[Exercise aim]:
Express the lines from the one containing "GET /v1/detect?q=player number 14" through the one containing "[219,181,315,328]" as a Markdown table with columns "Index" and "Entry", numbering each line and leaving out blank ones.

[Listed records]:
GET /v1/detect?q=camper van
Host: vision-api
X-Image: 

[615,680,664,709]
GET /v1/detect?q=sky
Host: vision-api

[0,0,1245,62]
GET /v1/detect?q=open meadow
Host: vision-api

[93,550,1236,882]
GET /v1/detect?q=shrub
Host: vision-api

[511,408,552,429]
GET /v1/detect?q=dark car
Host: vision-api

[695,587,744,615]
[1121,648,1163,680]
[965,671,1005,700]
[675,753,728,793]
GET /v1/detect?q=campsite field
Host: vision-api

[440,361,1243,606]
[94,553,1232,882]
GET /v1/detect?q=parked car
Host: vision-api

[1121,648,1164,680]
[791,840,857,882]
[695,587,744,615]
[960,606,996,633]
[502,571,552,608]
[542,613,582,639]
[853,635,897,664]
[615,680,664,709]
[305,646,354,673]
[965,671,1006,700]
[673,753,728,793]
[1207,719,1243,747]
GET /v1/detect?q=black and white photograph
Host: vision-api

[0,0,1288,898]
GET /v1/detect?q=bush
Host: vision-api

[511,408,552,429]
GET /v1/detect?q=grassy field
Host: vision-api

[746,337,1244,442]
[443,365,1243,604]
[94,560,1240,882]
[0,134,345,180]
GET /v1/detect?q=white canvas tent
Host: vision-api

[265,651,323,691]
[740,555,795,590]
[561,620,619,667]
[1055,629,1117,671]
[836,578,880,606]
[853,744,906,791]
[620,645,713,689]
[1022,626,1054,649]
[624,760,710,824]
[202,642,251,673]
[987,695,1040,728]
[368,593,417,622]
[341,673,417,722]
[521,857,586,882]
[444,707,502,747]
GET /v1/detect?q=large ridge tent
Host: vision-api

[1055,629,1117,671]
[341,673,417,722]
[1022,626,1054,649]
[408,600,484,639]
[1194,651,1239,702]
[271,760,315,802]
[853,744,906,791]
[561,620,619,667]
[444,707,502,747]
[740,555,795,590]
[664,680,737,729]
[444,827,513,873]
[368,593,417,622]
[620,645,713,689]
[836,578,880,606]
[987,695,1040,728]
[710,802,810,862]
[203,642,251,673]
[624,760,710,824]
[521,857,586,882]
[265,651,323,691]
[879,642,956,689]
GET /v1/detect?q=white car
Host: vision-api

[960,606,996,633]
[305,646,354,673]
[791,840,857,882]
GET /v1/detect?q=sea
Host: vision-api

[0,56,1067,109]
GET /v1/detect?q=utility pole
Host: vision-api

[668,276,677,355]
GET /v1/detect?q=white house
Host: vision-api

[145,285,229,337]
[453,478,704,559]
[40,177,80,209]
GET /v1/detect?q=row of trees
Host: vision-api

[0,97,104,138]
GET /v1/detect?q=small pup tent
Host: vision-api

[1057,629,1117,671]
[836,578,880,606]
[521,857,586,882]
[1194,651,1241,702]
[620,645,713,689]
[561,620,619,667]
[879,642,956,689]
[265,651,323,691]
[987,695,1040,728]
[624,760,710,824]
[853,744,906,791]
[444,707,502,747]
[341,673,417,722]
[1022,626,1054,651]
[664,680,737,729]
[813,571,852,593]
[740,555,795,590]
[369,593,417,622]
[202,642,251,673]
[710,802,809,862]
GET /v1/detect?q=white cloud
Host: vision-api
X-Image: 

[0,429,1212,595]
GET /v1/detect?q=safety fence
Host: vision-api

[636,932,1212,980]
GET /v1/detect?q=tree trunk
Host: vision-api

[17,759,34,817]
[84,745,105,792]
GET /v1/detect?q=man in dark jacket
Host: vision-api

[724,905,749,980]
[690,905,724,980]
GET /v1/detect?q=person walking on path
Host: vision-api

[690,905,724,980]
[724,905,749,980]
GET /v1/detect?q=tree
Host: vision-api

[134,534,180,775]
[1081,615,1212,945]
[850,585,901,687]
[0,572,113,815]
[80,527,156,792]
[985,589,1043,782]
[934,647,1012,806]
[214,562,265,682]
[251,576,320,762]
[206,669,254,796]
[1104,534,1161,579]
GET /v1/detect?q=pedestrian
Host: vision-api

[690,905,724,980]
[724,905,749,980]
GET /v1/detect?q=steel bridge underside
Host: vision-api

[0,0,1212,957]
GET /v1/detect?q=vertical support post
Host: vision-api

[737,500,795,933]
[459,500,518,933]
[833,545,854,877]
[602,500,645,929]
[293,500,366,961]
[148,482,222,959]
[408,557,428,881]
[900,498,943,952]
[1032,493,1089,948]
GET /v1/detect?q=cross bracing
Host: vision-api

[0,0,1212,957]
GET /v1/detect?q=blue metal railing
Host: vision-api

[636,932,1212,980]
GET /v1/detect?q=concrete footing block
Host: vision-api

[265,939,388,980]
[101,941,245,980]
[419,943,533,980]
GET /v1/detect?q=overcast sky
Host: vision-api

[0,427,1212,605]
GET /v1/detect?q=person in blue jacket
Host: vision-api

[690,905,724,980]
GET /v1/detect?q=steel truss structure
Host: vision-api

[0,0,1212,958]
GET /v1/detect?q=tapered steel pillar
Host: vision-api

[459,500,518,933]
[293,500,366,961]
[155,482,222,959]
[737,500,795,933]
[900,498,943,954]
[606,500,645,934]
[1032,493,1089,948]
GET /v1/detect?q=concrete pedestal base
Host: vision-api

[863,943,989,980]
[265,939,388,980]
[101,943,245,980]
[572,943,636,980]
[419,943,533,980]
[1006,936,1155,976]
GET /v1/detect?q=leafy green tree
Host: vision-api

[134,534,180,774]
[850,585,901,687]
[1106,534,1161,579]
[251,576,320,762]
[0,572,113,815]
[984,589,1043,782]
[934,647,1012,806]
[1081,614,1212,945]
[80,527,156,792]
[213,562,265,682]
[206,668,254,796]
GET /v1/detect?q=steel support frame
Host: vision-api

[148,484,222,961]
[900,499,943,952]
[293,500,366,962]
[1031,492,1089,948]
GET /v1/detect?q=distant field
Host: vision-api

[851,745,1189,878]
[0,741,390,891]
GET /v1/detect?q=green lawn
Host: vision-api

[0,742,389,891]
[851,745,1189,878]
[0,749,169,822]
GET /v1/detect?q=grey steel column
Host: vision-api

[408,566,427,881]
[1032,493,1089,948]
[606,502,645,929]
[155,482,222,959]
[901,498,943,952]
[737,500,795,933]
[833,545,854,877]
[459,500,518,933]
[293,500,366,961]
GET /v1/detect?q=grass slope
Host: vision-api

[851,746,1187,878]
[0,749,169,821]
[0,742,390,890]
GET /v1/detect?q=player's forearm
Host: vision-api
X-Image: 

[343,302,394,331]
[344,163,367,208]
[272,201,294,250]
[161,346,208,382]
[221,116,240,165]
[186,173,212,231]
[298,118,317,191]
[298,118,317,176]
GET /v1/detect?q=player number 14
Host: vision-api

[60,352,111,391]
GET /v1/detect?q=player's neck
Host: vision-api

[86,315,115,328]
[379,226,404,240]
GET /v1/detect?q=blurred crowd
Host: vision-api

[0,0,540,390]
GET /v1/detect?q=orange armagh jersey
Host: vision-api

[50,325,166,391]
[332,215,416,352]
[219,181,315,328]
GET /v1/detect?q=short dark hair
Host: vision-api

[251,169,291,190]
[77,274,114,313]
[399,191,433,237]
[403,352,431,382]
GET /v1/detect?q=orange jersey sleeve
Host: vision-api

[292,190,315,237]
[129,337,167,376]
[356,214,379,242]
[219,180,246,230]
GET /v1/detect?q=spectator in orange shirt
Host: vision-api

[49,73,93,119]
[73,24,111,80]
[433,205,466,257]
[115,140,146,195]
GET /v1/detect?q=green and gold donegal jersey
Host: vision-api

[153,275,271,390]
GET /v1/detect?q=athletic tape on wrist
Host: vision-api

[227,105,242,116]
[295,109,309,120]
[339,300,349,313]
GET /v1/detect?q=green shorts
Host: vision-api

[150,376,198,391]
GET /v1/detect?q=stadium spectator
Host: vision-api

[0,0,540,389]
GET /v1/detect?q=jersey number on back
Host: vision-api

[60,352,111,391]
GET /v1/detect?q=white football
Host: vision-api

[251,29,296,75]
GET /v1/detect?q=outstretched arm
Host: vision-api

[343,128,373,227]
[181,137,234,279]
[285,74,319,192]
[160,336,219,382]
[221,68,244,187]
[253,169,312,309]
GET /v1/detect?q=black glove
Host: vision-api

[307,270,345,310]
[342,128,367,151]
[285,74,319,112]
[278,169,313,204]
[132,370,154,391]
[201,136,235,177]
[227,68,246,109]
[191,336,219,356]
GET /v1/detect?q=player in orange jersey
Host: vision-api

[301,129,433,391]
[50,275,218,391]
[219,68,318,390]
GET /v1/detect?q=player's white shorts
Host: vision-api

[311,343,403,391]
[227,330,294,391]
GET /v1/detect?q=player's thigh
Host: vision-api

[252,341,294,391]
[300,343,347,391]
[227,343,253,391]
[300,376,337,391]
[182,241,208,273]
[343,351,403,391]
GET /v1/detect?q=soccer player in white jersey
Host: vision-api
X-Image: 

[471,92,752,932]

[Solved problem]:
| Index | Entry |
|---|---|
| 1 | GET /v1/detect?q=player number 14 |
| 2 | Host: vision-api |
| 3 | [60,352,111,391] |
| 4 | GET /v1/detect?q=player's neck |
| 5 | Host: vision-api |
| 6 | [86,315,115,328] |
| 7 | [379,226,404,240] |
| 8 | GET /v1/detect?q=blurred crowd |
| 9 | Host: vision-api |
| 10 | [0,0,540,390] |
| 11 | GET /v1/detect?q=orange armagh jersey |
| 12 | Host: vision-api |
| 13 | [50,325,166,391] |
| 14 | [332,215,416,352] |
| 15 | [219,181,315,328] |